### EXERCISE DETAILS
Nothing but the lines from the one with "Target: foreground rock" down to the one with "of the turquoise" should be returned, exactly and with both ends included, from the material below.
__________________________________________________
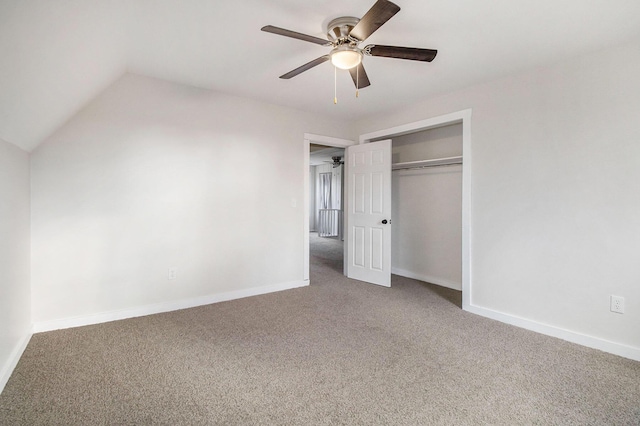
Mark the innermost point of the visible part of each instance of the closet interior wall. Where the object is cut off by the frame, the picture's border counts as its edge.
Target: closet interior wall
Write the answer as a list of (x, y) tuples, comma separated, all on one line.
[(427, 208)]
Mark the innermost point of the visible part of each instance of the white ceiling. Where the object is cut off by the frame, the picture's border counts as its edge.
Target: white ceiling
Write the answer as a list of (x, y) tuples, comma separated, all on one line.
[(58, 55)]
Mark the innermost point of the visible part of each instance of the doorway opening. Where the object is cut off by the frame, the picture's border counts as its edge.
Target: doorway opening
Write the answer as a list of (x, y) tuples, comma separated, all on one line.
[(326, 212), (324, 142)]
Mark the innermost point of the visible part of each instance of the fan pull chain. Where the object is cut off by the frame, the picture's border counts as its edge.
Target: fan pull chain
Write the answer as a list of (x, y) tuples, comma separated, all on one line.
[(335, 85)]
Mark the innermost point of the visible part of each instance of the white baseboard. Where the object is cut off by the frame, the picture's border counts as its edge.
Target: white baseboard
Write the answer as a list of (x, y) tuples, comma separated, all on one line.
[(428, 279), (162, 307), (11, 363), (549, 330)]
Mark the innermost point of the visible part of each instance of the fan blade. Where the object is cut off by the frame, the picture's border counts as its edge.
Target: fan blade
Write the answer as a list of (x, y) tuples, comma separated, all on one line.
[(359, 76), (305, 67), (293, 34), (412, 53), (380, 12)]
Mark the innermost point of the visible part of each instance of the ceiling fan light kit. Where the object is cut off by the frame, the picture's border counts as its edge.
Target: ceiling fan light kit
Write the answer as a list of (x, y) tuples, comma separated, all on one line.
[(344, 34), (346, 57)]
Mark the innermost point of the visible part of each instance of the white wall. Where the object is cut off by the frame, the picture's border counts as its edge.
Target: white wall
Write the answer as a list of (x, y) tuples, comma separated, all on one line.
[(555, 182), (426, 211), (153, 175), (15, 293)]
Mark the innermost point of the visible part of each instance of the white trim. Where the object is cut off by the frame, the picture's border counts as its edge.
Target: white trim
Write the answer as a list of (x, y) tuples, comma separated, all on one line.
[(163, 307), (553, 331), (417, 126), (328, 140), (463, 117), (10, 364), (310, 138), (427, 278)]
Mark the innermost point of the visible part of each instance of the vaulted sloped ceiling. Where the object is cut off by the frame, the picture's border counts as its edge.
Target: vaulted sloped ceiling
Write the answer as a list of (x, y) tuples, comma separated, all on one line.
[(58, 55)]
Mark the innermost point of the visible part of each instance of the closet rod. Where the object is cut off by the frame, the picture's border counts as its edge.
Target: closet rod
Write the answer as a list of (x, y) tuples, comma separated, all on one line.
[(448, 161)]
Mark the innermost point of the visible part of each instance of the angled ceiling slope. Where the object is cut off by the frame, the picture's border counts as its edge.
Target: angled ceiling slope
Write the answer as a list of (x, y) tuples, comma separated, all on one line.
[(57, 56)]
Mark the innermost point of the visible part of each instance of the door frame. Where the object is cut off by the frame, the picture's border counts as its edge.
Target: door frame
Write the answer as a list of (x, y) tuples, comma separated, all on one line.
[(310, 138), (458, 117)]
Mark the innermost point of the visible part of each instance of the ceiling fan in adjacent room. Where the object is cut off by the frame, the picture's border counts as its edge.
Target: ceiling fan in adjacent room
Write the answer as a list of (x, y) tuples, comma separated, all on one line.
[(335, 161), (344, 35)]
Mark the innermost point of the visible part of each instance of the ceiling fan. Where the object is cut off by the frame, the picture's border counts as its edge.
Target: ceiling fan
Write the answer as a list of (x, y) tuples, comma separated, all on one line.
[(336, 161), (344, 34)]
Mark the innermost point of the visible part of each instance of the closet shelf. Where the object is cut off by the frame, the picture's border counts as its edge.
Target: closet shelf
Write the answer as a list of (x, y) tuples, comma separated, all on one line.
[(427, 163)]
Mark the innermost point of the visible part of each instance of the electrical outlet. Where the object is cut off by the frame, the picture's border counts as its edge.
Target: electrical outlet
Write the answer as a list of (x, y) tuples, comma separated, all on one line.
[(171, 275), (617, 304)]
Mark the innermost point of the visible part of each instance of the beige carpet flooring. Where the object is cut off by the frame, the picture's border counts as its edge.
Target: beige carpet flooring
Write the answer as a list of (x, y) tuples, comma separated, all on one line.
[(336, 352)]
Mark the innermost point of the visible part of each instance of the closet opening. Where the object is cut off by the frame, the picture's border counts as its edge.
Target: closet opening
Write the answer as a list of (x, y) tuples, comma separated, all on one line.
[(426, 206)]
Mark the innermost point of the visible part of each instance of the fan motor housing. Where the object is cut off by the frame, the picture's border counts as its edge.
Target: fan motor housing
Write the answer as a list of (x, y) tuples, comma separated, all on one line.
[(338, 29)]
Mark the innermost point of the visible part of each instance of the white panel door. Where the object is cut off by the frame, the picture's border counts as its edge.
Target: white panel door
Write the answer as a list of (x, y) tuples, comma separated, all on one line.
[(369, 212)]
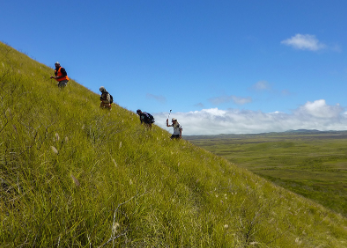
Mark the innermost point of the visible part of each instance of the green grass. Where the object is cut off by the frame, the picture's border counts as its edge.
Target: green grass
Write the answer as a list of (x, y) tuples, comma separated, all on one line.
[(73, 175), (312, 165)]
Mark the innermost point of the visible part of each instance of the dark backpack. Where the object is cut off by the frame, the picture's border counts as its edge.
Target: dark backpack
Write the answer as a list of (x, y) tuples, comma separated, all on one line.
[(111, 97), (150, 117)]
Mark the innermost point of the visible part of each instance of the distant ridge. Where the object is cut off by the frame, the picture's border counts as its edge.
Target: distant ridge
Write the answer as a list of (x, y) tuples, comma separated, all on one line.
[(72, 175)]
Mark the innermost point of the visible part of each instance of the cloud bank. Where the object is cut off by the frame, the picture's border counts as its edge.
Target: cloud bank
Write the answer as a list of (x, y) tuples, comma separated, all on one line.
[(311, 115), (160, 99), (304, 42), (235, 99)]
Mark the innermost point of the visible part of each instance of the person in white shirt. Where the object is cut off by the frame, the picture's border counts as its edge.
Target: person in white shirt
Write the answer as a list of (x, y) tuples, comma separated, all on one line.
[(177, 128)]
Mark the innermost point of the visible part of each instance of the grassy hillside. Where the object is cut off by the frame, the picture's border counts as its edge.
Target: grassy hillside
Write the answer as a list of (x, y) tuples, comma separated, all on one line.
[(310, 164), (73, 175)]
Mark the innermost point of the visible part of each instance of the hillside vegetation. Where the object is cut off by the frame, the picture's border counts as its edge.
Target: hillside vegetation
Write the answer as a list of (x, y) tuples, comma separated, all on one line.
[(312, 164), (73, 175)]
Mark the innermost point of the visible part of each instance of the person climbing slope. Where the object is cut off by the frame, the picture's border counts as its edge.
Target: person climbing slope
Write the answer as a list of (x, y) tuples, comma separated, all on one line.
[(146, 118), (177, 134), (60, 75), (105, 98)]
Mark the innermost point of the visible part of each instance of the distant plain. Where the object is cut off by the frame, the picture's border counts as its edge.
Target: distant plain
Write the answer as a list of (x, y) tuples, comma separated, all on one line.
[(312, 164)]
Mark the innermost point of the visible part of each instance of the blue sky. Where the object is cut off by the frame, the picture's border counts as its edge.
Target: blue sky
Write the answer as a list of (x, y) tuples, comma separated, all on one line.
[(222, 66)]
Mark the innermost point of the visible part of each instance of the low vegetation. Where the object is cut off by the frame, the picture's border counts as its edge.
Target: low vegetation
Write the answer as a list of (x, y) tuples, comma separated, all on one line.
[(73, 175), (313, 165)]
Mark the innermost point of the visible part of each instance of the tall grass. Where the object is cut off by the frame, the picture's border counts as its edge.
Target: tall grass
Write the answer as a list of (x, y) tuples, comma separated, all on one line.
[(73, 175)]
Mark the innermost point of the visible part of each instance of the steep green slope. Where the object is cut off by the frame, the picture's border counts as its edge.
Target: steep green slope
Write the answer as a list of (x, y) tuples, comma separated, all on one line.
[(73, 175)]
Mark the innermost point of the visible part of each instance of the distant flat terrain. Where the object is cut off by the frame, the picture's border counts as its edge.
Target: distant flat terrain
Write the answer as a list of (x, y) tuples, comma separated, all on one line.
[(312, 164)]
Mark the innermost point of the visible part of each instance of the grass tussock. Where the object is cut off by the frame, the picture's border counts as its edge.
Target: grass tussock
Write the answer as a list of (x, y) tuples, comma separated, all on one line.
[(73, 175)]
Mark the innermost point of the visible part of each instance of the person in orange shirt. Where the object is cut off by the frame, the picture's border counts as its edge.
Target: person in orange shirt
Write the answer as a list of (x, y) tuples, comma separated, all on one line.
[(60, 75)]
__________________________________________________
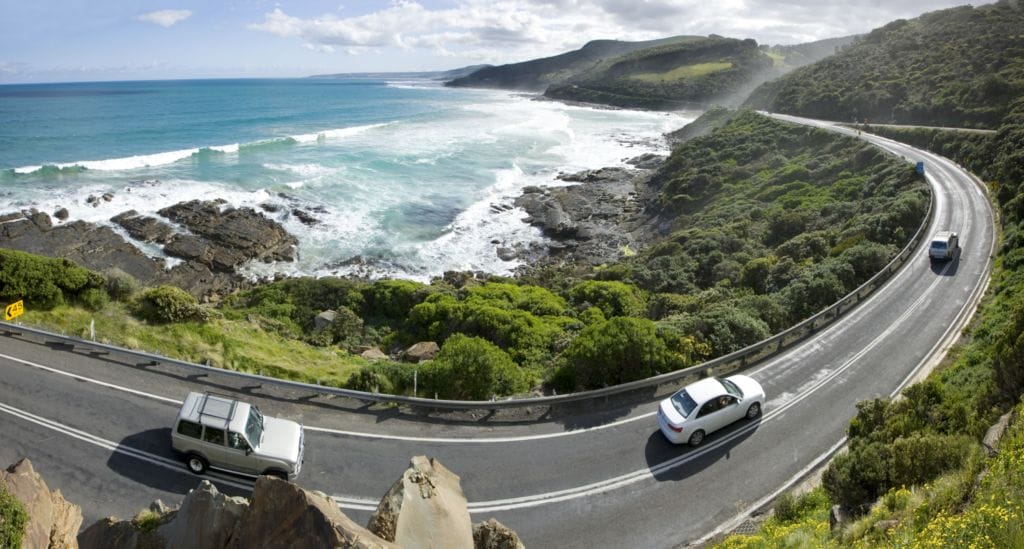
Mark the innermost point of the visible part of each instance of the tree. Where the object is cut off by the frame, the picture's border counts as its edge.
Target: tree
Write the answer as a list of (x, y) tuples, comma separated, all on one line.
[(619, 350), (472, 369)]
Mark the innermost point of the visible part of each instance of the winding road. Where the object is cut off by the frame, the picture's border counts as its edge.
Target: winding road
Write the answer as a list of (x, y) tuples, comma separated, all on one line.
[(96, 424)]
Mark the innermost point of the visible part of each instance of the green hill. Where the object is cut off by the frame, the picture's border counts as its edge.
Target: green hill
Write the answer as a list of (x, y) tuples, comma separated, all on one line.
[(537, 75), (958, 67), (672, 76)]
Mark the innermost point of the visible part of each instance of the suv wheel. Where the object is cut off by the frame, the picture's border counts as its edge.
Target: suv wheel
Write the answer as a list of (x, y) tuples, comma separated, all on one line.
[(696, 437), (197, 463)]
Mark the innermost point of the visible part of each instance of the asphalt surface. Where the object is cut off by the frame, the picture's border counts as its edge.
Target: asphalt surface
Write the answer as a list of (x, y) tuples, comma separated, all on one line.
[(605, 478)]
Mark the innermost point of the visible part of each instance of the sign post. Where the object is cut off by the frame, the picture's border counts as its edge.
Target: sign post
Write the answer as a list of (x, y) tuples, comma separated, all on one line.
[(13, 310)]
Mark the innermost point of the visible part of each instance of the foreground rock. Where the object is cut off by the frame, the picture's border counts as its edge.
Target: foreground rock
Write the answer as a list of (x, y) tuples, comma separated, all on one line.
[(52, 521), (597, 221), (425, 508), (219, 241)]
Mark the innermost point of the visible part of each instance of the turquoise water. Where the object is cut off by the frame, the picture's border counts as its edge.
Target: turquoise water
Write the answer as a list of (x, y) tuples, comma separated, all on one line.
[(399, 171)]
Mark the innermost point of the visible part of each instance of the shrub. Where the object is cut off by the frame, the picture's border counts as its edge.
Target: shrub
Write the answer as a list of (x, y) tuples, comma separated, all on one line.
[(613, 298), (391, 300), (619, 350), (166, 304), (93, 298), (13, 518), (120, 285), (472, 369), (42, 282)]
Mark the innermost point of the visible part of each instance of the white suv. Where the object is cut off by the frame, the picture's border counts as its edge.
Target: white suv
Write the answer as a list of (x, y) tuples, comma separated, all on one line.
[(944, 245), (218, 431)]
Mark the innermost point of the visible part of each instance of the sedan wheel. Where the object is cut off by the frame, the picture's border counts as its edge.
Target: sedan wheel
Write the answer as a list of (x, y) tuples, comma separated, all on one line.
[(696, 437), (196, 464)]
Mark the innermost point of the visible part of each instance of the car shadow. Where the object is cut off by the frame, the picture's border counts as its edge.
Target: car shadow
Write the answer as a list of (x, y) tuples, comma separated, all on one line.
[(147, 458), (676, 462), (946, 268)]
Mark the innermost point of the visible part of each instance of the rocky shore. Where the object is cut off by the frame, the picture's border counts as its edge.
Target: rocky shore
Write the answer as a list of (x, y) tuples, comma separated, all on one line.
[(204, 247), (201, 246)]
__________________________________________________
### RESULT OF THIS EXERCISE
Target: foreground rock
Write the answer as a list of (x, y) tuples, comma separated, all on one line.
[(52, 521), (597, 221), (425, 508), (219, 241)]
Mark the innermost point of the visible part of each instance of the turquoise water. Where the object is cut off by the frame, the picture's border counts as its edge.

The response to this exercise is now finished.